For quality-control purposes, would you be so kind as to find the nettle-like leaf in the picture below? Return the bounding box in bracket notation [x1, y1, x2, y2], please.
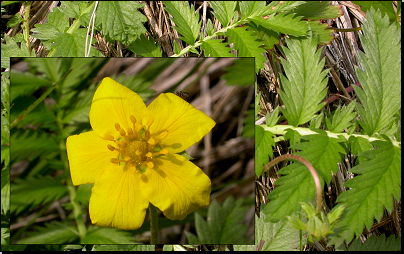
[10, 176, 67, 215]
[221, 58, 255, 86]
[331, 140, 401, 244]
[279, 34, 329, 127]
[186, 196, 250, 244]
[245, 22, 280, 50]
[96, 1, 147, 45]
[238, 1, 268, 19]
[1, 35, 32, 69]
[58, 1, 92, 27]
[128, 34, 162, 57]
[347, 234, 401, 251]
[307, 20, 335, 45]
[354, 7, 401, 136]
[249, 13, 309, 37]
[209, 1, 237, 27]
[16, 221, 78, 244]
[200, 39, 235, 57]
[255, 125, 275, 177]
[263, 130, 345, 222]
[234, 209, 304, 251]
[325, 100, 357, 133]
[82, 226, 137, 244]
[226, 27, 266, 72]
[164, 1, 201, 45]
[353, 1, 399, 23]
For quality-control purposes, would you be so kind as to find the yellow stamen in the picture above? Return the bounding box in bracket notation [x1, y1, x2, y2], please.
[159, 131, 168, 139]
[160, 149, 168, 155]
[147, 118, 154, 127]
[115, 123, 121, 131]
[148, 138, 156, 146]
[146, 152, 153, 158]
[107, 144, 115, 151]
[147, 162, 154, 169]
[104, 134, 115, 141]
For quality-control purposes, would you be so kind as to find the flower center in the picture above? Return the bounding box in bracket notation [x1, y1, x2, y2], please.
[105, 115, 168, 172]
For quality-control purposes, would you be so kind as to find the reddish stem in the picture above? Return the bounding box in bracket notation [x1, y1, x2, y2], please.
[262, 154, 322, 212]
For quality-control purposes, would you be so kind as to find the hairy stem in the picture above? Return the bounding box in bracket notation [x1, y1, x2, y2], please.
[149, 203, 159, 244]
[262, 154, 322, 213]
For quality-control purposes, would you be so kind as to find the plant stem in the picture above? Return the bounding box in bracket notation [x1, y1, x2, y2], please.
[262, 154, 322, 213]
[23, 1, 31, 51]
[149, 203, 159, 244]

----------------------------------------

Only the lines from the one containing "find the hairy" through the end of the data above are wanted, both ends included; restate them word for word.

For quality-control purposes, would you be so kind as to find the hairy stem in the picture above? Return the bounding box in bracket notation [x1, y1, x2, y2], please.
[149, 203, 159, 244]
[262, 154, 322, 213]
For quality-control purposes, would you be so kind as to find the plant stem in the picture above? Return the bounding box in bracket notation [x1, y1, x2, y2], please.
[262, 154, 322, 213]
[23, 1, 31, 51]
[149, 203, 159, 244]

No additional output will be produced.